> **Excerpt provided**
##############################

27. Juni 2009

9.5018.00

SKU: 202101 Category: Tags: , , , ,

Description

instrumentation: E-flat clarinet
date: 2021
duration: 10’30
details: 12 pages, including performance instructions; A3 portrait, full colour

Programme Note

I have long been fascinated by Gerhard Richter’s overpainted photographs. As a collection they are curious—in some ways they are informal, spontaneous, casual, and even insubstantial; in other ways, they are violent, unforgiving, dismissive, even brutal. I’ve written before about my interest in the gaps that these works reveal between different conceptions of material, between ambiguities of surface, image, representation, depth, and authorship, and the magnetic hovering between ‘real’ and ‘depicted’, between covering and revealing, between honesty and obfuscation, between destruction and rejuvenation.

These paintings are miniatures—simply snapshots, usually 10 x 15 cm—but there is something about the mismatch of the scale of the overpainted layer with the scale of the bits of photographic images that peek through that gives an impression of something quite massive. The paint overwhelms, subsumes, obliterates. In the context of the proportions of the photo, the simple, smeared layers of paint often take on an extreme, gargantuan presence.

For me, the tensions and ambiguities in these relationships between paint and photograph are magnified in the 180 or so of Richter’s overpainted works that involve people, and in particular in those that involve faces. Some of the overpainted works—the landscapes, for example, or the extensive Grauwald series—remain fairly abstract, and their tensions between layers, while fascinating, remain largely conceptual. But when the original subject of the underlying photograph is a face, a person, the magnitude of the collision becomes much more severe, more threatening, more ruthless.

##############################

> **Objective 1**
Rewrite the passage of the note on Richter's overpainted photographs from "Programme Note" to "destruction and rejuvenation.", replacing "fascinated" with "captivated".
> **Objective 2**
According to the note on Richter's overpainted photographs, what size are these paintings usually?

##############################

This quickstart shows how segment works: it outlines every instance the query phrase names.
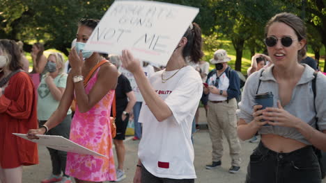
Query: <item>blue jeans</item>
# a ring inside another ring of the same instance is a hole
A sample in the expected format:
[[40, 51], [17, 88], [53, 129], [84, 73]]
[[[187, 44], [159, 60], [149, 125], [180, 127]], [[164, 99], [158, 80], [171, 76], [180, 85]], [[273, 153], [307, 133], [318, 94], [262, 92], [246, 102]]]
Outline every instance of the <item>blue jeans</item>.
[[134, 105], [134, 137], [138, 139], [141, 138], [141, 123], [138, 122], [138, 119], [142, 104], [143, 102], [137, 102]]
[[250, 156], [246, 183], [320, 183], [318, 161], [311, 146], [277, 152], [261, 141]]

##############################

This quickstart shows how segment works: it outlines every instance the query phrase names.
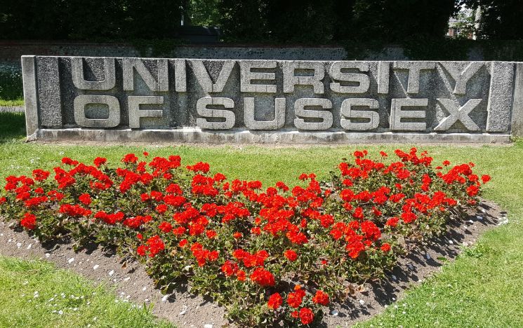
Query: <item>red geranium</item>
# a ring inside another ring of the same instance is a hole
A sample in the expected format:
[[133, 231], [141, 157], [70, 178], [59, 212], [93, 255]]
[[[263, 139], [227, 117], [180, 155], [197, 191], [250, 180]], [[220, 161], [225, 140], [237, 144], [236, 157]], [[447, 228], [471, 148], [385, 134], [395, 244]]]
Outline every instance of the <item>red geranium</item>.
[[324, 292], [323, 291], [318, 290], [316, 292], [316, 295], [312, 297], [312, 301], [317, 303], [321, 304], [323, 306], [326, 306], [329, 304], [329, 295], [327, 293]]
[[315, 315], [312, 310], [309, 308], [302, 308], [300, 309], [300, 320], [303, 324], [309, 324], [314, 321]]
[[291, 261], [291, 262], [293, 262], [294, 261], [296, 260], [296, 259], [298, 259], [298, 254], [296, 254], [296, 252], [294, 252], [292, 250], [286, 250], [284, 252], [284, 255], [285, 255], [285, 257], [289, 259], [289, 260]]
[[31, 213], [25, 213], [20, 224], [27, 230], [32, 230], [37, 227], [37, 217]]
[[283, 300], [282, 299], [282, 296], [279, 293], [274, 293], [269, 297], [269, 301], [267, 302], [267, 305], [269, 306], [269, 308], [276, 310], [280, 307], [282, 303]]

##############################

> **Task output 1**
Programme Note

I have long been captivated by Gerhard Richter’s overpainted photographs. As a collection they are curious—in some ways they are informal, spontaneous, casual, and even insubstantial; in other ways, they are violent, unforgiving, dismissive, even brutal. I’ve written before about my interest in the gaps that these works reveal between different conceptions of material, between ambiguities of surface, image, representation, depth, and authorship, and the magnetic hovering between ‘real’ and ‘depicted’, between covering and revealing, between honesty and obfuscation, between destruction and rejuvenation.

> **Task output 2**
They are usually 10 x 15 cm.